• _To do_: Line by line, please look for the word "roof" in the following records, then copy each line you find it in.

• _Data supplied_:
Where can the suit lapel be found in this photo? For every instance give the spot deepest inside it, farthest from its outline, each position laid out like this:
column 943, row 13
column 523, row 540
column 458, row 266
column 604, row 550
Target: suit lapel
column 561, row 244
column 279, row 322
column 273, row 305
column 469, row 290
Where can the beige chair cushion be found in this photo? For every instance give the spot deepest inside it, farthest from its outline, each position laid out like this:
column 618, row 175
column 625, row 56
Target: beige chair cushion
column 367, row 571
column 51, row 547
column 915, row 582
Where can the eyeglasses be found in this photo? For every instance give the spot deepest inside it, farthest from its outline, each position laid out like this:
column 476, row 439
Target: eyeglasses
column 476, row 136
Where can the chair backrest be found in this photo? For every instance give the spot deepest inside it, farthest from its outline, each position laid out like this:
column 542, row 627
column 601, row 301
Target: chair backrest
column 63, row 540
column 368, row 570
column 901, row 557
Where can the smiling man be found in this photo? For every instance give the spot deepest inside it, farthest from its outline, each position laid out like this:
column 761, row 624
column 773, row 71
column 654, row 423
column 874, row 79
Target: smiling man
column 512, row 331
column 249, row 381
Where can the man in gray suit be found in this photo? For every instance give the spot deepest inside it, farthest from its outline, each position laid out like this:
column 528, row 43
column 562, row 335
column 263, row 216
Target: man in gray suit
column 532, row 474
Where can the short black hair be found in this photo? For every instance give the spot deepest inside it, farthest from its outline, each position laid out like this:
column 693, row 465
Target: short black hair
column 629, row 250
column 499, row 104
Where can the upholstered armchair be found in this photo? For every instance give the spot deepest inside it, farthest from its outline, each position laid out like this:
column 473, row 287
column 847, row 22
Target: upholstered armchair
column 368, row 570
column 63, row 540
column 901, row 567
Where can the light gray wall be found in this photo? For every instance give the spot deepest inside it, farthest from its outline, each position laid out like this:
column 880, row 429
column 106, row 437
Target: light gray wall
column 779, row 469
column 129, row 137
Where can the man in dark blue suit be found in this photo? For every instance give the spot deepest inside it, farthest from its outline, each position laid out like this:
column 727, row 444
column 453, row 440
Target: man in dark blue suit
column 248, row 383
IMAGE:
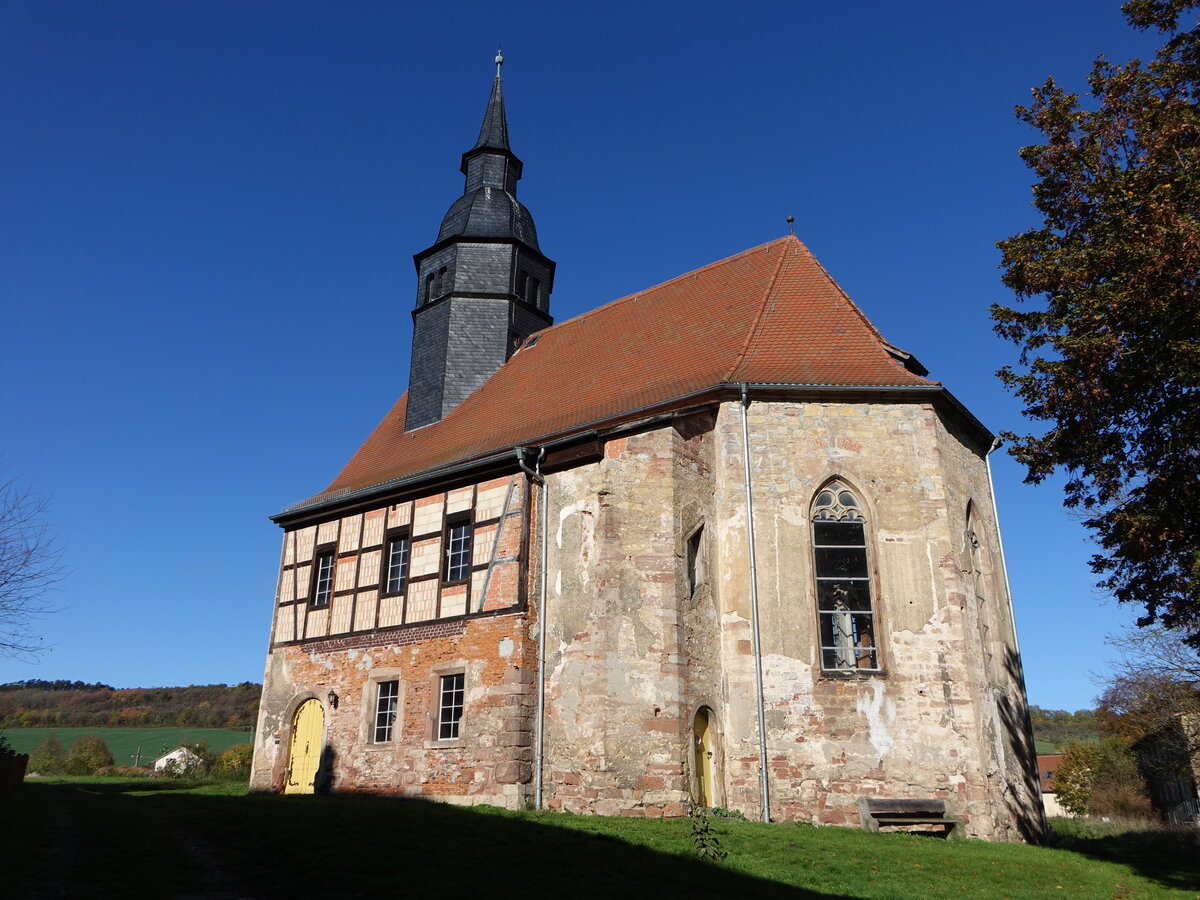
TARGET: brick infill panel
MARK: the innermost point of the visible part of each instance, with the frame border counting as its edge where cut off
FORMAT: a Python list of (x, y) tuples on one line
[(401, 637)]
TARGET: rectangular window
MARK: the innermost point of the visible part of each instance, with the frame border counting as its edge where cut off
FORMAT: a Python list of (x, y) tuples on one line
[(696, 561), (459, 551), (323, 579), (385, 711), (450, 708), (844, 595), (397, 564)]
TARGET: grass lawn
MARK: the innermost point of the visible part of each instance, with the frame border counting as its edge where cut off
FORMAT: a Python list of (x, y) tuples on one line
[(120, 838), (124, 743)]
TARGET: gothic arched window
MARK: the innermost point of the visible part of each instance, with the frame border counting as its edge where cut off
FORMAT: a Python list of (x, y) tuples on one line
[(844, 581)]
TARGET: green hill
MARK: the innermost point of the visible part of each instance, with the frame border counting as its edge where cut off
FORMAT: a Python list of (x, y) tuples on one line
[(125, 743)]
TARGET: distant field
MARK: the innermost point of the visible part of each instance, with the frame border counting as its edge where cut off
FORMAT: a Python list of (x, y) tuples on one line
[(124, 743)]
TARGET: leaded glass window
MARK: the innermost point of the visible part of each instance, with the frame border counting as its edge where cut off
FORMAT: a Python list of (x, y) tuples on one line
[(385, 711), (397, 564), (844, 582), (323, 580), (459, 551), (450, 708)]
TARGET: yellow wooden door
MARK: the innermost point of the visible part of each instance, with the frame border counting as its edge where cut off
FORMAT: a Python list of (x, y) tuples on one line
[(706, 759), (307, 731)]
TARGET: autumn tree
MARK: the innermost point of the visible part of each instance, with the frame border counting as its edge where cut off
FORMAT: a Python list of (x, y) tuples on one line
[(1109, 333), (1153, 693), (1101, 779), (88, 754), (47, 757), (29, 567)]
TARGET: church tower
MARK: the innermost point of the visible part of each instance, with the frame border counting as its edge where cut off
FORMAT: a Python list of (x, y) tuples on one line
[(484, 287)]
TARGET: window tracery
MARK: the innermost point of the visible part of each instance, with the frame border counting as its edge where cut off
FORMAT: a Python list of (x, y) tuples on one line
[(844, 585)]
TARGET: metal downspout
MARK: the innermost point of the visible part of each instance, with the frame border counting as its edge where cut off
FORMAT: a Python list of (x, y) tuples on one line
[(754, 612), (1017, 641), (538, 478)]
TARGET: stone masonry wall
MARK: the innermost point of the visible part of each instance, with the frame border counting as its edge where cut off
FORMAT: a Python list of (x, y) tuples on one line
[(616, 715), (913, 729)]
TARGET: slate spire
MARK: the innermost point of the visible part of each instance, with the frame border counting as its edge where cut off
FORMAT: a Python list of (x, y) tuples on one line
[(484, 286), (495, 132)]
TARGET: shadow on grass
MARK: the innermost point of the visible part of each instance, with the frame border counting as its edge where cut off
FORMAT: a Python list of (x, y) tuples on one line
[(1168, 856), (113, 843)]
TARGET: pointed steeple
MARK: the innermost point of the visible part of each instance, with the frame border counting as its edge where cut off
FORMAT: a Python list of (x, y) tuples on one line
[(484, 286), (495, 132)]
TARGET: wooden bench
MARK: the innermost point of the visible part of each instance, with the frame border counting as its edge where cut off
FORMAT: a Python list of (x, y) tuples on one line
[(875, 813)]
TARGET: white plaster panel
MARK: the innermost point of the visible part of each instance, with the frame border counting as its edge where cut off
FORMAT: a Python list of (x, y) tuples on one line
[(349, 532), (459, 501), (391, 610), (427, 517), (423, 599), (340, 615), (426, 558), (454, 601), (369, 568), (365, 609), (372, 528)]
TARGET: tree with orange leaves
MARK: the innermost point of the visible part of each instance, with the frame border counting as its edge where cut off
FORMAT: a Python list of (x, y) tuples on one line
[(1110, 334)]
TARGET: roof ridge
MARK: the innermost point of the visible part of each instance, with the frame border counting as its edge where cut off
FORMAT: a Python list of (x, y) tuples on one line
[(862, 316), (636, 294), (759, 316)]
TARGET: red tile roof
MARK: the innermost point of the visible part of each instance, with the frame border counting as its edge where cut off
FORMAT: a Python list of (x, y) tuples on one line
[(771, 315)]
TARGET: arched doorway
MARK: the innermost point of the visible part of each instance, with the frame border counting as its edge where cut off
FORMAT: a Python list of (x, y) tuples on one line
[(705, 760), (307, 730)]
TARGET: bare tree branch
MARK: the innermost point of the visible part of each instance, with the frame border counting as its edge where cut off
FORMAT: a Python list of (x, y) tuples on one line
[(30, 564)]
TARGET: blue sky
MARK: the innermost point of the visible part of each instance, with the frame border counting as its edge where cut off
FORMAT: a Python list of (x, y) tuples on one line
[(210, 210)]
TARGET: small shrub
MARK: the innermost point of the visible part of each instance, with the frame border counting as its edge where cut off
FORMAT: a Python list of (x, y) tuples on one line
[(705, 841), (721, 813), (1102, 779), (48, 757), (235, 761), (87, 755)]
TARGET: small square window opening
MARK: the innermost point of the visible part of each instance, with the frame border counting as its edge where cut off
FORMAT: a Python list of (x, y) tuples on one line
[(459, 552), (323, 579), (397, 564), (450, 707), (385, 711)]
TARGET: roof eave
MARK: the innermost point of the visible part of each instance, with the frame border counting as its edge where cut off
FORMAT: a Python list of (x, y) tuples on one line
[(505, 456)]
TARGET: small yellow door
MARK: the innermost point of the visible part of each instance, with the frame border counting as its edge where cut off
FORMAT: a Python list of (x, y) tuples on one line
[(706, 761), (307, 731)]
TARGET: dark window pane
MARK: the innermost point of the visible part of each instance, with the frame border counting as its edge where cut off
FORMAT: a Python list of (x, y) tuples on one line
[(847, 641), (397, 565), (841, 563), (838, 534), (459, 552), (450, 713), (853, 595)]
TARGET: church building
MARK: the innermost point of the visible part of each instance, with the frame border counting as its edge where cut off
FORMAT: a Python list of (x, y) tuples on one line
[(714, 544)]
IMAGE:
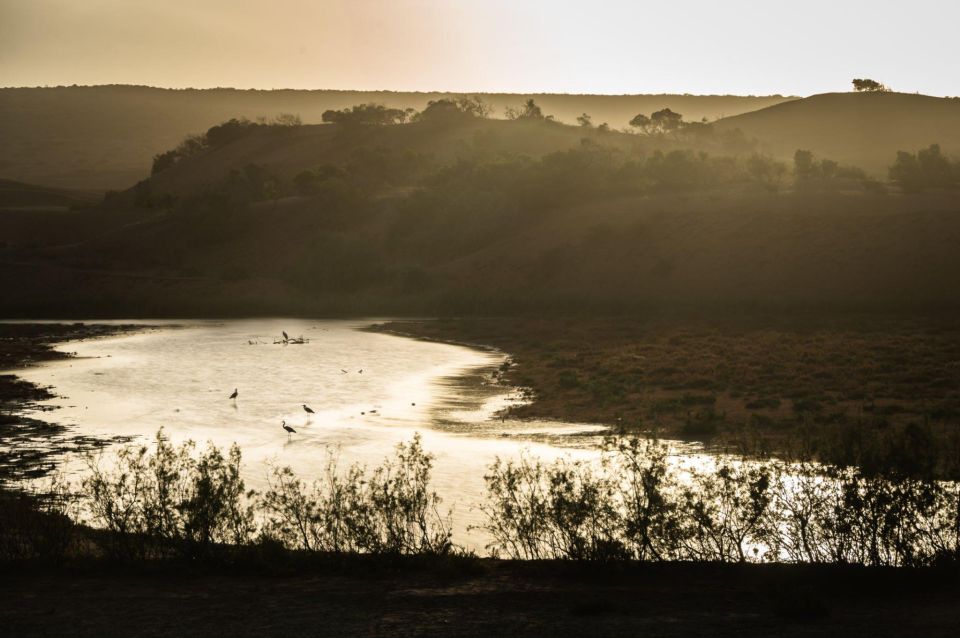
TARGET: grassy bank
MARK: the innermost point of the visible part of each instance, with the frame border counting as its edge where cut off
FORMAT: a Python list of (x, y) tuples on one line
[(801, 385)]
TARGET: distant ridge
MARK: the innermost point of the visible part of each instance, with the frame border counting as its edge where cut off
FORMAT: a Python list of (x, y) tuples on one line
[(863, 129), (106, 136)]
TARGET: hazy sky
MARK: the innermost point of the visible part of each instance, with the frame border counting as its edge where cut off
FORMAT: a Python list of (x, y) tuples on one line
[(599, 46)]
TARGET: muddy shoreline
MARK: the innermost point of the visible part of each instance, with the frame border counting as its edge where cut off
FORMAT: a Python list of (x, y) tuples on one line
[(29, 444)]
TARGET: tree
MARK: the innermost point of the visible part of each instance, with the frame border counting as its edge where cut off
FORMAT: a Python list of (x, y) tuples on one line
[(864, 85), (804, 165), (529, 111), (642, 123), (666, 121), (367, 114), (928, 168), (447, 109)]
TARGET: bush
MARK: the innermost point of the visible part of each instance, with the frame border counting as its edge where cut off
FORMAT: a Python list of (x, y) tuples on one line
[(388, 511)]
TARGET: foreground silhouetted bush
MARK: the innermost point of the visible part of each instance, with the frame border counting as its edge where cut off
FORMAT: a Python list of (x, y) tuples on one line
[(639, 506), (635, 503)]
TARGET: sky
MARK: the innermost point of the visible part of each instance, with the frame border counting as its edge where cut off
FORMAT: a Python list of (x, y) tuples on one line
[(601, 46)]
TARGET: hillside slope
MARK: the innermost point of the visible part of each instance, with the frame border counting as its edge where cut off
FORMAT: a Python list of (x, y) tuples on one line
[(480, 216), (106, 136), (863, 129)]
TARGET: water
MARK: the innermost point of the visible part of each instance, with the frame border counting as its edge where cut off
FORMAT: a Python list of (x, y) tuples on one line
[(179, 378)]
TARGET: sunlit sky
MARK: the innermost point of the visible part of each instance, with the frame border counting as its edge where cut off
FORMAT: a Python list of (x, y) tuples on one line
[(601, 46)]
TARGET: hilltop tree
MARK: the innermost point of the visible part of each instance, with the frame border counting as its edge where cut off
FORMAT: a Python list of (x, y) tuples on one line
[(660, 122), (803, 164), (446, 109), (666, 120), (865, 85), (368, 114), (642, 123), (529, 111)]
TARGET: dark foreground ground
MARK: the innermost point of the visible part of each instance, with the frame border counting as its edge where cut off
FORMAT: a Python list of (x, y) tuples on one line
[(494, 598), (286, 595)]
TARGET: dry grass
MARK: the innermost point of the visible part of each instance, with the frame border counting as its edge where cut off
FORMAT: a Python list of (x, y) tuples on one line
[(699, 378)]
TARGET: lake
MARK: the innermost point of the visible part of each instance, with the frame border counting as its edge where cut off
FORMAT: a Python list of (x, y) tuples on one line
[(369, 391)]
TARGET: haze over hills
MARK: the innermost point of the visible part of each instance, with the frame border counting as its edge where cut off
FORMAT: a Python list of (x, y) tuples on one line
[(106, 136), (456, 213), (863, 129)]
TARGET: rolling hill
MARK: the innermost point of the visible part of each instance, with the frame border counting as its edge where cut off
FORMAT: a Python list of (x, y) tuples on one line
[(479, 216), (105, 137), (862, 129)]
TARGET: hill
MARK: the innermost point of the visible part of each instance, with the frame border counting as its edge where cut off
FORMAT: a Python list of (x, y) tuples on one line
[(105, 137), (30, 197), (862, 129), (478, 216)]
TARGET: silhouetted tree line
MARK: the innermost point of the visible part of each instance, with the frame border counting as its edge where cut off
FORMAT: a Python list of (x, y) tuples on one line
[(866, 85), (632, 504), (217, 136)]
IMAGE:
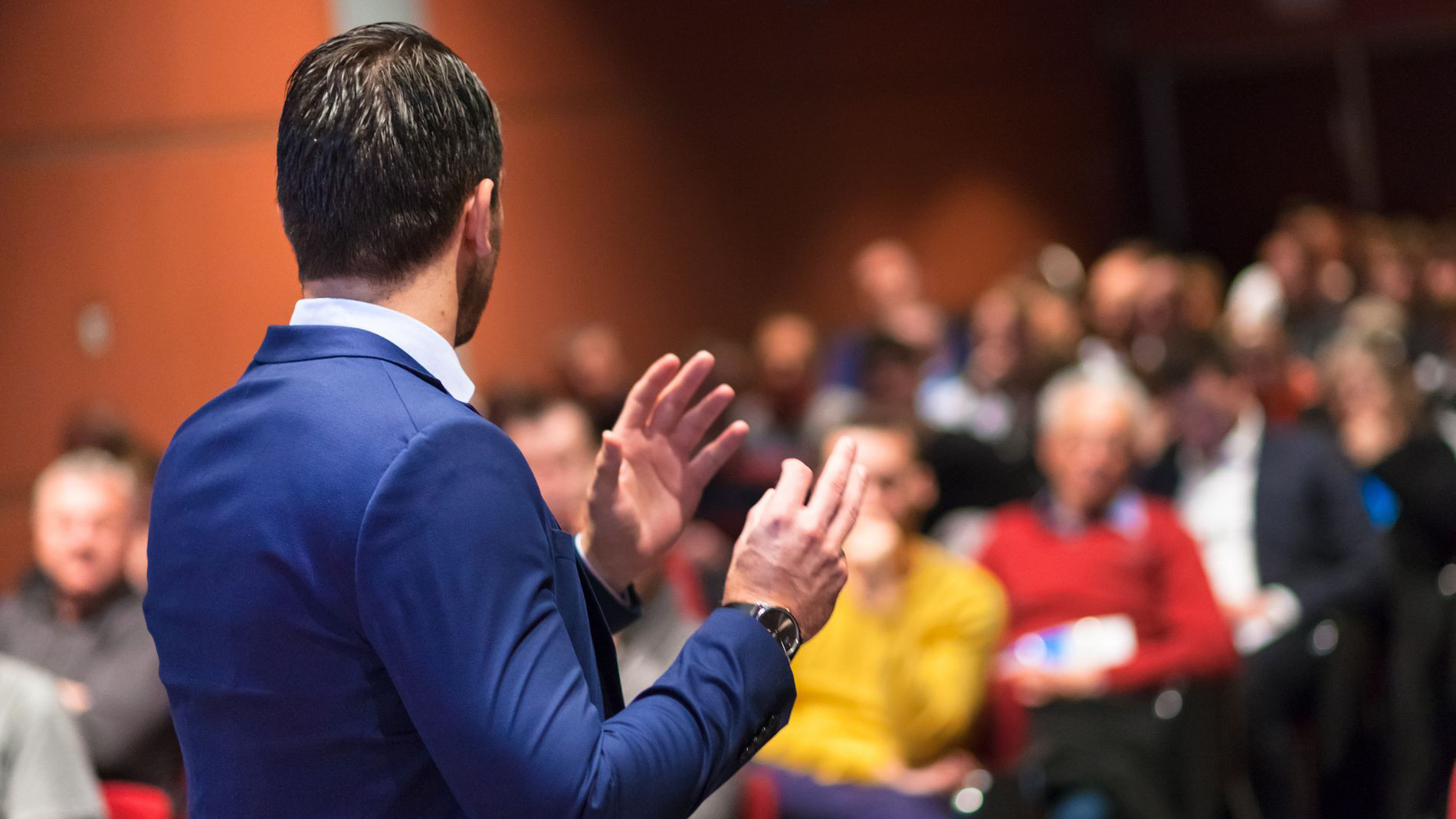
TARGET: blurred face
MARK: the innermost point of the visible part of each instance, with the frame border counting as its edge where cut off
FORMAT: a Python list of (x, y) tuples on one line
[(1284, 255), (1114, 293), (785, 351), (1208, 408), (1359, 386), (82, 526), (887, 277), (595, 364), (559, 450), (1088, 451), (1001, 339), (899, 486)]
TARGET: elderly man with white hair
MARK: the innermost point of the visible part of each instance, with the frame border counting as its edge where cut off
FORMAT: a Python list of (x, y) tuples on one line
[(1108, 604), (76, 618)]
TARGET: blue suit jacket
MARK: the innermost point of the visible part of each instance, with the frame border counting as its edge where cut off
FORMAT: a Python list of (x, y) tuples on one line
[(363, 608)]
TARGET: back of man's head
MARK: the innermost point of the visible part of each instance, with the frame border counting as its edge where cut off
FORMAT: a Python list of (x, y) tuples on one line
[(383, 136)]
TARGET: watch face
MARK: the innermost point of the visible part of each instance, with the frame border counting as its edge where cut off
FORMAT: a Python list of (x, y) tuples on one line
[(782, 626)]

• _Task answer_:
TARGET: roof ridge
TARGET: red tile roof
TARGET: roof eave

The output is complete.